FIG. 8—Demonstrates thermal gain of HLA-E^S147W over canonical HLA-E when incubated with 100M excess peptide. 10 uM of pre-refolded HLA-E or HLA-E^S147W material was incubated with 100M excess test peptides (P1-P9) for 30 minutes at room temperature prior to thermal melt analysis using a Prometheus NT.48 Series Differential Scanning Fluorimetry instrument. Test samples were split between two Prometheus NT.48 Series nanoDSF Grade Standard Capillaries and a ramp rate of 1° C./min from 20° C. to 95° C. was applied. The ratio for fluorescence emission at 330 nm and 350 nm was used to derive the thermal melt of unfolding (Tm). Shown are the relative control Tm gains for canonical HLA-E (right) and HLA-E^S147W (left) datasets, where the corresponding no-peptide control Tm data for canonical HLA-E and HLA-E^S147W have been subtracted, respectively. The numbers plotted above the red bars denote the equivalent Tm loss/gains obtained for the HLA-E^S147W variant over canonical HLA-E.

FIG. 9—Thermal gain of HLA-E^H99Y, HLA-E^F116Y and HLA-E^S147W over canonical HLA-E when incubated with 10M excess peptide

10 uM of pre-refolded HLA-E and HLA-E^H99Y (A), HLA-E^F116Y (B), or HLA-E^S147W (C) material was incubated with 10M excess test peptides (from panel pA to pG) for 30 minutes at room temperature prior to thermal melt analysis using a Prometheus NT.48 Series Differential Scanning Fluorimetry instrument. Test samples were split between two Prometheus NT.48 Series nanoDSF Grade Standard Capillaries and a ramp rate of 1° C./min from 20° C. to 95° C. was applied. The ratio for fluorescence emission at 330 nm and 350 nm was used to derive the thermal melt of unfolding (Tm). Shown are the relative control Tm gains for canonical HLA-E (left columns) and HLA-E^H99Y, HLA-^F116Y or HLA-E^S147W (right columns) datasets, where the corresponding no-peptide control Tm data for canonical HLA-E and HLA-E^H99Y, HLA-E^F116Y or HLA-ES147W have been subtracted, respectively. The numbers plotted above the right-hand columns denote the equivalent Tm gains obtained for the HLA-E^H99Y, HLA-E^F116Y or HLA-E^S147W variants over canonical HLA-E, respectively.

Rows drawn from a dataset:
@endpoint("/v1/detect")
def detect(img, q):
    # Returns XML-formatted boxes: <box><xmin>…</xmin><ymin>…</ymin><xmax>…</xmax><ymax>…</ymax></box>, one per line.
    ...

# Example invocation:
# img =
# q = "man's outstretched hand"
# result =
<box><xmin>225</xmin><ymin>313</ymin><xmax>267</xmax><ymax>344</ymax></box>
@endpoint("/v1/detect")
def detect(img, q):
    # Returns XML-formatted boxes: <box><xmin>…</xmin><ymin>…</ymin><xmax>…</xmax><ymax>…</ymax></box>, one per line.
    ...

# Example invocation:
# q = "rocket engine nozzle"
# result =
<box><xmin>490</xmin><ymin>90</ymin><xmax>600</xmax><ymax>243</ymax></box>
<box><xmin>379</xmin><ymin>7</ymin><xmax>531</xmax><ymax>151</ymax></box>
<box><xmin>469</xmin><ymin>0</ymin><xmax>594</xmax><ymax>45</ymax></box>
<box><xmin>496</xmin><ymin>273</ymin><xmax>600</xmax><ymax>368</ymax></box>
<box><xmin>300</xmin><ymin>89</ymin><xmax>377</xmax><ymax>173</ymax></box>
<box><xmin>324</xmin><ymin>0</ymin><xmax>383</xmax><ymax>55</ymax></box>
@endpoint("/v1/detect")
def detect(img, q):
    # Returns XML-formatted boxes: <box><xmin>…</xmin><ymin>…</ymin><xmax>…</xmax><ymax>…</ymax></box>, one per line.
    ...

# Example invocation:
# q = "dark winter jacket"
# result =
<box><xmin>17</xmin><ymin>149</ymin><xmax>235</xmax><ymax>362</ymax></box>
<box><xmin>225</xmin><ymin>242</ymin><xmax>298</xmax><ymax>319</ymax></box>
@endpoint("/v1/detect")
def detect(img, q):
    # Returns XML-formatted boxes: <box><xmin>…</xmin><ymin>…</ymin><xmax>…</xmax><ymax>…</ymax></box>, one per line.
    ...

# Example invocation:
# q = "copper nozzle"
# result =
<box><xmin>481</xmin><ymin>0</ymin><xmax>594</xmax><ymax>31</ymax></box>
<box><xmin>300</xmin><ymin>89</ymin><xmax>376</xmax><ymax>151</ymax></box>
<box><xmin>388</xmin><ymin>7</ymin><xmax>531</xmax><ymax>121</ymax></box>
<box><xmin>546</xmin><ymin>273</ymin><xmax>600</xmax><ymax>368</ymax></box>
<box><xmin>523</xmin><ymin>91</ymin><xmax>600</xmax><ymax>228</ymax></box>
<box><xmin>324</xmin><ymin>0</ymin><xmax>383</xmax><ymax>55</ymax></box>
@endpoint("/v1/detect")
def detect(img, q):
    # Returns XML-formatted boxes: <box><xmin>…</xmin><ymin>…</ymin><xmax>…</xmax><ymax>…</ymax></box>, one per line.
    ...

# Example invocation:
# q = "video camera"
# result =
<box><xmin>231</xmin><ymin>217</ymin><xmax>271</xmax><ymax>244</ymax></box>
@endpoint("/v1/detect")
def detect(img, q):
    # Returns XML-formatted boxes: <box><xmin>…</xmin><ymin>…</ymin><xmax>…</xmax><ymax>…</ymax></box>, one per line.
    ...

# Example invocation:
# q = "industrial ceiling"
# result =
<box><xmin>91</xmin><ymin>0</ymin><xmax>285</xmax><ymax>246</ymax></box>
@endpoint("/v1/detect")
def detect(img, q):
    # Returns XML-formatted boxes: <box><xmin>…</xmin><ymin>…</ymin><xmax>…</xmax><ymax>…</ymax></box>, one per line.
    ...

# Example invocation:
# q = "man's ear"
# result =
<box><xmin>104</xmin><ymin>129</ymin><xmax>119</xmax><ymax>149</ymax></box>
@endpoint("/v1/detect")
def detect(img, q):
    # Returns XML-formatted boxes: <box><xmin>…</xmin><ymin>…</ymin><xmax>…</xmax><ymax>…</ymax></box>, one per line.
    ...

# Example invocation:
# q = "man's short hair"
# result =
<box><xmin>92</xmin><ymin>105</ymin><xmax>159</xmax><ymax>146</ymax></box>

▶ **WORK REQUEST A**:
In the HLA-E thermal stability legends, which two fluorescence emission wavelengths were used in the ratio that gave the thermal melt of unfolding (Tm)?
▶ **WORK REQUEST B**:
Write the next part of the HLA-E thermal stability legends, picking up after their final sentence.
These rows have no connection to the HLA-E thermal stability legends.

▶ **WRITTEN REPLY A**:
330 nm and 350 nm.

▶ **WRITTEN REPLY B**:
MATERIALS AND METHODS

Refolding HLA-E(M45C): β2-Microglobulin in Urea-Mes, at a final concentration of 2 μM, was refolded at 4° C. for 30 min in a macro-refolding buffer prepared in MiliQ water containing 100 mM Tris, pH 8.0, 400 mM L-arginine monohydrochloride, 2 mM EDTA, 5 mM reduced glutathione, and 0.5 mM oxidized Glutathione. The UV-sensitive peptide VMAPRTLVL was subsequently added to the β2M refold to achieve a peptide concentration of 30 μM. HLA-E*01:03(M45C) heavy chain was subsequently pulsed into the refolding buffer until a final concentration of 1 μM was reached. Following incubation for 72 h at 4° C., HLA-E refolds were filtered through 1.0 μm cellular nitrate membranes to remove aggregates prior to concentration by the VivaFlow 50R system with a 10 kDa molecular weight cut-off (Sartorius) and subsequent concentration in 10 kDa cut-off VivaSpin Turbo Ultrafiltration centrifugal devices (Sartorius). Samples were then separated according to size into 20 mM Tris pH8, 100 mM NaCl by fast protein liquid chromatography (FPLC) on an AKTA Start System using a Superdex S75 16/60 column. Elution profiles were visualized by UV absorbance at 280 mAU, enabling differentiation of correctly refolded HLA-E-β2M-pepide complexes from smaller non-associated β2M and larger misfolded aggregates. FPLC-eluted protein peak fractions were combined and concentrated to 3 mg/mL using 10 kDa cut-off VivaSpin Turbo Ultrafiltration centrifugal devices prior to use in the HLA-E peptide exchange ELISA-based assay. One microliter aliquots were analyzed by non-reducing SDS-PAGE electrophoresis on NuPAGE™ 12% Bis-Tris protein gels (ThermoFisher Scientific) to confirm the presence of non-aggregated HLA-E heavy chain and β2m.

Thermal Melt Assay

By ROX Dye Incorporation: The thermostability of canonically refolded HLA-E-β2m peptide complexes and C terminus extended peptides with a cysteine refolded with HLA-E containing a tyrosine to cysteine mutation was determined by heat-induced fluorescent dye incorporation, using the commercially available Protein Thermal Shift Dye Kit™ (Applied Biosystems). 5 μg of test HLA-E-β2m complexes was aliquoted into 0.1 mL MicroAmp Fast Optical 96-well plates containing pre-mixed Protein Thermal Shift Dye and Protein Thermal Shift Buffer. Sample buffer (either PBS or Tris pH8, 100 mM NaCL) was added to achieve a final volume of 20 μL. Control samples reconstituted with buffer were prepared to monitor background fluorescent signal. Both samples and controls were set up in quadruplicate. Thermal-driven dye incorporation was measured on an Applied Biosystem Real-Time 7500 Fast PCR System. Data was collected over a temperature ramp ranging from 25 to 95° C., with 1° C. intervals. Melt curve data were analysed using Protein thermal Shift Software v1.3, and median Derivative Tm values (° C.) are reported.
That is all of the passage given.